BEGIN Records for this exercise

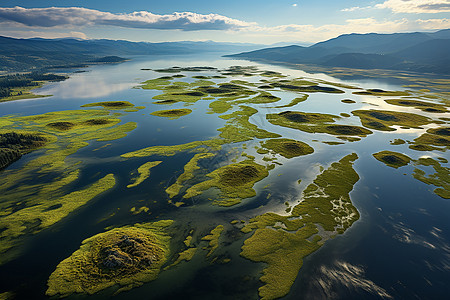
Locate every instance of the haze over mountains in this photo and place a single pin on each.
(418, 52)
(30, 54)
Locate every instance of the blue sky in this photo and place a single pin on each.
(253, 21)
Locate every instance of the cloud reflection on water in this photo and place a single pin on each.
(84, 87)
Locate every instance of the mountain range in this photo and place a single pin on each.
(18, 55)
(417, 51)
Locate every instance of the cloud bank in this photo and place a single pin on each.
(416, 6)
(78, 16)
(409, 6)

END Records for this exercise

▶ [Required action] Output exactly the lines from the one containing "Locate every instance of the blue" through the last line of the entries, both ends included.

▶ [Solution for this problem]
Locate every instance of the blue sky in this photo and place a single pin on each.
(253, 21)
Locate every instance of the cloud reflection on water in this photo and place a single pin on each.
(84, 87)
Locate every instance of the mountain range in this photo and place a single pin on each.
(18, 55)
(417, 51)
Locate every instance of the cloud bank in this photo and place a single pin on each.
(416, 6)
(78, 16)
(409, 6)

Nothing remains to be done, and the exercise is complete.